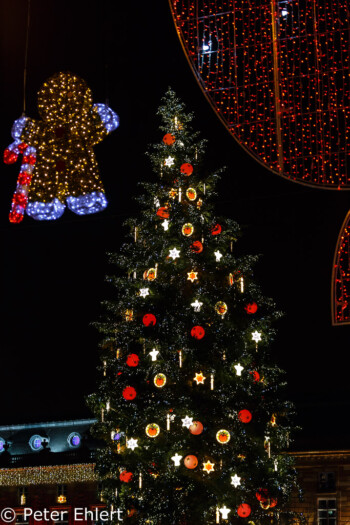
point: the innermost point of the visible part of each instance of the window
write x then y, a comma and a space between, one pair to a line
326, 482
23, 495
326, 511
61, 494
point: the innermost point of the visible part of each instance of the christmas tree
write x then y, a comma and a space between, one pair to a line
189, 403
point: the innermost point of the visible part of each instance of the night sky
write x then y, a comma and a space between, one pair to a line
53, 273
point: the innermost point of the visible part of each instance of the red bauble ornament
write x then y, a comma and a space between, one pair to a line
163, 212
197, 247
22, 147
256, 376
149, 320
244, 416
191, 462
10, 157
132, 360
196, 428
20, 199
168, 139
262, 494
186, 169
251, 308
244, 510
29, 159
125, 476
216, 229
198, 332
24, 178
129, 393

= THE TASK =
Set down the material exactly, every line of it, except for the pictures.

= RESPONSE TO THE TASK =
point: the innermost point of the visible part of each instance of the window
write x then y, a comma and a space between, one pair to a line
326, 482
23, 495
326, 511
61, 494
point: the innermost point of the visible part of each instance of the christmas tree
write x then y, a comma and a space between, one pair to a line
189, 403
point: the innermost point of the visible part of each instance of the night sky
write x then y, a comma and a space between, one pair to a line
53, 273
point: the innermost point of the visible part of each instance of the red bauble ornament
write x then y, a comma and a space between, one pair to a line
163, 212
197, 247
22, 147
256, 376
149, 320
244, 416
191, 462
10, 157
132, 360
196, 428
20, 199
168, 139
262, 494
186, 169
251, 308
244, 510
29, 159
125, 476
216, 229
198, 332
24, 178
129, 393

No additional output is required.